证  根据$ \phi, \phi^* $的定义,我们有

$ \sum\limits_{t = \nu-1}^{b+\nu-1} G(t, s) \phi^{*}(t) = \sum\limits_{t = 0}^{b} G(t+\nu-1, s) \phi(t+\nu-1), s \in[0, b]_{\mathrm{N}_{0}}. $

从而根据引理1.6,对任意的$ s\in [0, b]_{{\Bbb N}_0} $,我们可以得到如下的不等式

(1.8) $ \begin{eqnarray} \sum\limits_{t = 0}^{b} G(t+\nu-1, s) \phi(t+\nu-1) &\geq &\sum\limits_{t = 0}^{b} \frac{\Gamma(\nu) \phi(t+\nu-1)} {\Gamma(\nu-1)-(b+\nu-1)^{\underline{\nu-2}}} \cdot \phi(s+\nu-1){}\\ & = &\kappa_{1} \phi^{*}(s) \end{eqnarray} $

和

(1.9) $ \begin{eqnarray} & &\sum\limits_{t = 0}^{b} G(t+\nu-1, s) \phi(t+\nu-1){}\\ & \le& \sum\limits_{t = 0}^{b}\left[1+\frac{\Gamma(\nu-1)-(b+\nu-1)^{\underline{\nu-2}}}{(\nu+b-2)^{\underline{\nu-2}}}\right] \frac{(\nu+b)^{\underline{\nu-1}} \phi(t+\nu-1)}{\Gamma(\nu-1)-(b+\nu-1)^{\underline{\nu-2}}} \cdot \phi(s+\nu-1){}\\ & = & \kappa_{2} \phi^{*}(s). \end{eqnarray} $

证毕.
-- -- --
## 出题 1:
根据这段证明,回答下面的问题:
(a) 证明一开头是根据哪些东西的定义得出第一个等式的?
(b) 不等式 (1.8) 和 (1.9) 是根据哪个引理得到的?
(c) 不等式 (1.9) 最后一行等于什么?
## 出题 2:
请从这段证明的最后一句后面接着往下续写。
-- -- --
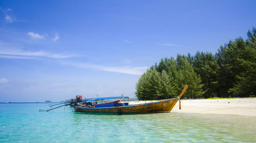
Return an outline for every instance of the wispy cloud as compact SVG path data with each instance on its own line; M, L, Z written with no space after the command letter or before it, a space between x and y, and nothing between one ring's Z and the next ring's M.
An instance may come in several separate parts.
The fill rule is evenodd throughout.
M129 40L126 40L126 39L123 39L123 41L125 43L129 43L129 44L134 44L134 42L131 42Z
M6 84L8 82L8 80L5 78L0 78L0 83L1 84Z
M132 61L131 61L129 59L125 59L124 60L124 61L123 61L123 63L124 64L131 64L131 63L132 62Z
M80 55L77 54L56 54L45 52L42 50L38 51L29 51L21 49L0 49L0 54L2 54L1 55L0 58L9 59L36 59L36 57L65 59L80 56Z
M173 43L156 43L158 45L162 46L170 46L170 47L180 47L181 45L176 45Z
M9 15L6 15L5 17L5 19L7 23L11 23L12 22L12 19L11 17L11 16Z
M19 59L38 59L38 58L37 58L35 57L28 57L28 56L10 55L1 55L1 54L0 54L0 58Z
M39 34L33 32L28 32L28 35L29 35L30 36L30 38L33 40L43 39L45 38L44 36L40 35Z
M59 39L59 34L56 33L55 33L55 37L53 39L52 39L52 41L57 41L58 39Z
M8 8L6 9L2 9L1 10L5 15L4 21L7 23L12 23L13 20L15 19L13 12L12 12L12 10Z
M140 75L143 74L148 68L147 67L107 67L101 65L94 65L89 63L79 62L63 62L64 65L72 66L78 68L90 69L108 72L126 73L132 75Z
-- -- --
## 解答 1:
(a) φ 和 φ* 的定义。
(b) 引理1.6。
(c) κ₂ φ*(s)。

## 解答 2:
令$ E $是从$ [\nu-1, \nu+b-1]_{{\Bbb N}_{\nu-1}} $到实数集$ {{\Bbb R}} $上的全体映射构成的集合,并在其上赋予最大模范数$ \|x\| = \max \left\{|x(t)| : t \in[\nu-1, \nu+b-1]_{{\Bbb N}_{\nu-1}}\right\} $.则$ (E, \|\cdot\|) $是一Banach空间.定义集合

$ P = \{x\in E: x(t)\ge 0, t\in [\nu-1, \nu+b-1]_{{\Bbb N}_{\nu-1}}\}, $

$ P_{0} = \left\{x \in E : x(t) \geq \frac{\kappa_{1}}{\kappa_{2}}\|x\|, t \in[\nu-1, \nu+b-1]_{{\Bbb N}_{\nu-1}}\right\}, $

则$ P, P_0 $均是$ E $上的锥.

若$ x\in P $,定义如下算子

$ (L x)(t) = \frac{1}{\Gamma(\nu)} \sum\limits_{s = 0}^{b} G(t, s) x(s+\nu-1), (t, s) \in[\nu-1, \nu+b-1]_{{\Bbb N}_{\nu-1}} \times[0, b]_{{\Bbb N}_{0}}, $

则可得以下的引理.

引理1.8  对任意的$ t \in[\nu-1, \nu+b-1]_{{\Bbb N}_{\nu-1}} $, $ L(P)\subset P_0 $.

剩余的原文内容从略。